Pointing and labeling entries
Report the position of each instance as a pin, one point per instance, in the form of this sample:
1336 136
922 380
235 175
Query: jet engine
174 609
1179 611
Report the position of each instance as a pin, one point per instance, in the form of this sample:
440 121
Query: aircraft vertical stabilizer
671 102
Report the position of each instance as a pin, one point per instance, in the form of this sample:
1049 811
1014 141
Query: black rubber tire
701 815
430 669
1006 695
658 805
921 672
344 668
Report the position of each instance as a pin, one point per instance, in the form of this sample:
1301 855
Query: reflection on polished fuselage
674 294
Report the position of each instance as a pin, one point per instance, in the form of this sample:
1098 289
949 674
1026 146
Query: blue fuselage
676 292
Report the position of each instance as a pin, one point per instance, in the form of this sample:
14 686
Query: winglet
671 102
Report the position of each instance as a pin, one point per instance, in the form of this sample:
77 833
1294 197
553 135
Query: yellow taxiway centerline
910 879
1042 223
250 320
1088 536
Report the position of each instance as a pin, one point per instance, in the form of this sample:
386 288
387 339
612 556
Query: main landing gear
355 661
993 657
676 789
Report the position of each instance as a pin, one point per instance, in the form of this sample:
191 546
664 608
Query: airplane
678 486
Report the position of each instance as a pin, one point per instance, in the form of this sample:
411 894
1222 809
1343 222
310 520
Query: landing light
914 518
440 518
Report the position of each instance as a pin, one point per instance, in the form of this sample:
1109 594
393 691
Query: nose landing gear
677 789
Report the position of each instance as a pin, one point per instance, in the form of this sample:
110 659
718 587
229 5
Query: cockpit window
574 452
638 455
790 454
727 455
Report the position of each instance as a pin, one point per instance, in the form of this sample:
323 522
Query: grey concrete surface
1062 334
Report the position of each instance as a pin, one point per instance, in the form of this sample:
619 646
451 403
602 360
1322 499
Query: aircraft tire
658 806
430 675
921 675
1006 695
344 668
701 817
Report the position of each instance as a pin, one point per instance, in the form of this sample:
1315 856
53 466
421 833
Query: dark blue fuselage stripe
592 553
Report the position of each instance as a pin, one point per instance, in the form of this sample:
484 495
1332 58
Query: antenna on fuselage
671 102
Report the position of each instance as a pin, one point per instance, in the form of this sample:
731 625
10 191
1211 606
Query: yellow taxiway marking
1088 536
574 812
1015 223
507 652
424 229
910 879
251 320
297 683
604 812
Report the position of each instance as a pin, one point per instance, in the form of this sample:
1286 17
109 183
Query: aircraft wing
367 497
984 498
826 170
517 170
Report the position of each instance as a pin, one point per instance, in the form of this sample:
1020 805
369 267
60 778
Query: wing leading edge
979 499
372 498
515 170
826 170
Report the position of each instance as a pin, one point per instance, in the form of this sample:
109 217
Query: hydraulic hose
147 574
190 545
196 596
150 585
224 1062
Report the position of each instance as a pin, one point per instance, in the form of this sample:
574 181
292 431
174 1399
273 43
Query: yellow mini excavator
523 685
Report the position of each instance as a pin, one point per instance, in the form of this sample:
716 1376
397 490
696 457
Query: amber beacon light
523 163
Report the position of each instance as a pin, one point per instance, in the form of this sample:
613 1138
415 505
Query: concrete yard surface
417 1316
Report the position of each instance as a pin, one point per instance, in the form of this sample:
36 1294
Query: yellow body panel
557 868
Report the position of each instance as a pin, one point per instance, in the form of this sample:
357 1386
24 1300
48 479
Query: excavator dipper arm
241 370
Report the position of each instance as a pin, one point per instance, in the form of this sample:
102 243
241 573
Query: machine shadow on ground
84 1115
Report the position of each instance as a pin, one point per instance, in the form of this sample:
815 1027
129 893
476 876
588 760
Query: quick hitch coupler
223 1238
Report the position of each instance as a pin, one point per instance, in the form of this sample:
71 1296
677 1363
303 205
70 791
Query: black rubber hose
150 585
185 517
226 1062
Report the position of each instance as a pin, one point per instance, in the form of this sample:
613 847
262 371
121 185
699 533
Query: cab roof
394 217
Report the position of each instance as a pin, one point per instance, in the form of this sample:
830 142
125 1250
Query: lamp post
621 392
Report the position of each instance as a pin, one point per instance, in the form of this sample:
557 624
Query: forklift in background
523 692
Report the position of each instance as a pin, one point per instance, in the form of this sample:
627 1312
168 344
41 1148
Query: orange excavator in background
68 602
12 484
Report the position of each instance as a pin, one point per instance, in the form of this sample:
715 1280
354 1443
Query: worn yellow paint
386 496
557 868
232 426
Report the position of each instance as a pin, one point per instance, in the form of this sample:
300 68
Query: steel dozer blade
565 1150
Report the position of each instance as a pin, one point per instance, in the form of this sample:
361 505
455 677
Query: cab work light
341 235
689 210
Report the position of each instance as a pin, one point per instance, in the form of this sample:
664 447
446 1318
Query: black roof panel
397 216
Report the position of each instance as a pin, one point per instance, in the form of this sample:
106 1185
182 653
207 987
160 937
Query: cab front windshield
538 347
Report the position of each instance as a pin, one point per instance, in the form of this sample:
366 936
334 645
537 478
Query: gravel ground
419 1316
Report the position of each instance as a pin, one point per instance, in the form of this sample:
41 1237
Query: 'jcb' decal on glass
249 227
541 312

YOUR INSTRUCTIONS
Copy the data above exactly. Every line must be included.

ANSWER IN FULL
Report the position of each instance as a pin, one point per instance, in the form of this sample:
1336 136
922 380
235 175
Query: jet engine
174 609
1179 611
Report the position of each instance as a pin, one point per instance, in the form of this sample:
440 121
Query: aircraft vertical stabilizer
671 102
Report the position of each instance as a pin, one point per instance, in the form of this sample:
1049 811
1014 141
Query: black rubber tire
701 815
430 669
1006 695
658 805
921 672
344 668
Report the position of each instance as a pin, one point per instance, in the form of this sample:
1301 855
Query: reflection on polished fuselage
674 294
Report the position of each instance as a pin, one point per instance, in the form of this sample:
1098 289
949 674
1026 146
Query: blue fuselage
676 292
Report the position of each instance as a pin, one point per instance, in the form of this sample:
14 686
Query: winglet
671 102
Report the position of each instance as a pin, one point per instance, in the form of this sample:
77 833
1294 197
553 135
Query: yellow taxiway centerline
910 879
1042 223
250 320
1088 536
Report the position of each instance as a pin, one point per instance, in the form of this sample:
386 288
387 339
612 556
Query: main landing gear
355 661
993 657
676 789
Report the position of each instance as a pin, one point per instance, in the form of this sample:
191 546
664 608
Query: airplane
678 486
Report the position of each instance as a pin, one point per instance, in the form of this sample:
411 894
1222 809
1343 222
310 520
Query: landing light
914 518
440 518
Report the position of each instance as a pin, one point per instance, in the form of this sample:
1109 594
393 691
Query: nose landing gear
677 789
Report the position of each instance as a pin, one point per instance, in the form of this sample:
110 659
718 587
229 5
Query: cockpit window
574 452
638 455
790 454
727 455
Report the position of each instance as a pin, one point per instance, in the form of this sample:
323 522
Query: grey concrete surface
1062 334
Report the position of each instance as a pin, one point per instance, in the form of this sample:
619 646
451 403
602 360
1322 499
Query: aircraft tire
658 806
430 675
921 675
1006 695
344 668
701 817
Report the position of each instance as a pin, one point per instance, in the form of this sample:
1315 856
53 466
421 833
Query: dark blue fuselage stripe
592 553
Report the position of each instance as a pin, one point per instance, in the form of this sample:
484 495
1332 58
Query: antenna on fuselage
671 102
Report the position of each instance as a pin, one point per instance, in the form of this sample:
731 625
10 191
1211 606
Query: yellow taxiway marking
1088 536
574 812
1015 223
507 652
424 229
910 879
251 320
297 683
604 812
Report the position of each instance as a pin, one point per instance, in the form of this sample:
1286 17
109 183
Query: aircraft wing
367 497
984 498
826 170
517 170
Report the position of each instance as a pin, one point per instance, in the form of this sample:
1020 805
369 267
60 778
Query: wing leading edge
979 499
372 498
515 170
826 170
Report the position of each instance as a pin, one point per instance, in the form of this sample:
109 217
Query: hydraulic hose
147 574
190 545
196 596
150 585
224 1062
Report the position of each instance as a pin, one point per instance, in the form of this sample:
574 181
292 431
174 1399
273 43
Query: yellow mini excavator
523 685
Report the position of each instance as a pin, one point per instance, in the form of this sample:
716 1376
397 490
696 457
Query: amber beacon light
523 163
Report the position of each instance as a pin, one point per instance, in the form of this sample:
613 1138
415 505
Query: concrete yard surface
417 1316
Report the position of each instance as a pin, one point per instance, in the form of this sample:
36 1294
Query: yellow body panel
557 868
Report the position of each instance as a pin, one point per instance, in the form of this sample:
357 1386
24 1300
48 479
Query: excavator dipper arm
241 370
Report the position of each instance as a pin, one point per instance, in the form of this sample:
102 243
241 573
Query: machine shadow on ground
84 1115
Report the position of each instance as a pin, one point per instance, in the form of this sample:
815 1027
129 893
476 876
588 760
Query: quick hitch coupler
223 1238
Report the position of each instance as a pin, one point per instance, in the form of this sample:
71 1296
677 1363
303 205
70 791
Query: black rubber hose
150 585
185 517
226 1062
Report the position of each instance as a pin, one point per instance, in the form of this sample:
613 847
262 371
121 185
699 533
Query: cab roof
394 217
Report the position of each instance as a pin, one point per instance, in the form of this sample:
830 142
125 1250
Query: lamp post
621 392
Report the position of each instance as a pin, one point per instance, in the form of this sample:
557 624
Query: forklift in background
523 692
Report the position of each instance as a pin, one point per instance, in the form of this sample:
627 1312
168 344
41 1148
Query: orange excavator in background
68 602
12 484
Report the position of each instance as a pin, one point per instance, in the form of this sample:
715 1280
354 1443
Query: worn yellow paint
386 496
557 868
232 426
Report the position of each instance as a pin, one point per instance, in the form of this sample:
300 68
Query: steel dozer blade
565 1150
Report the position of each instance as a pin, one point per instance, in the form of this sample:
361 505
455 677
Query: cab work light
341 235
689 210
Report the position of each instance as a pin, one point per instance, in the form of this sample:
664 447
446 1318
Query: black roof panel
397 216
Report the position of each instance as a pin, one point per instance, in the form of this sample:
106 1185
182 653
207 987
160 937
Query: cab front windshield
538 347
Report the position of each instance as a pin, one point per instance, in the form of this sample:
366 936
334 645
537 478
Query: gravel ground
419 1316
Report the position of each instance as a pin, one point per instance, in the form of this sample:
41 1237
Query: 'jcb' decal on glass
249 227
541 312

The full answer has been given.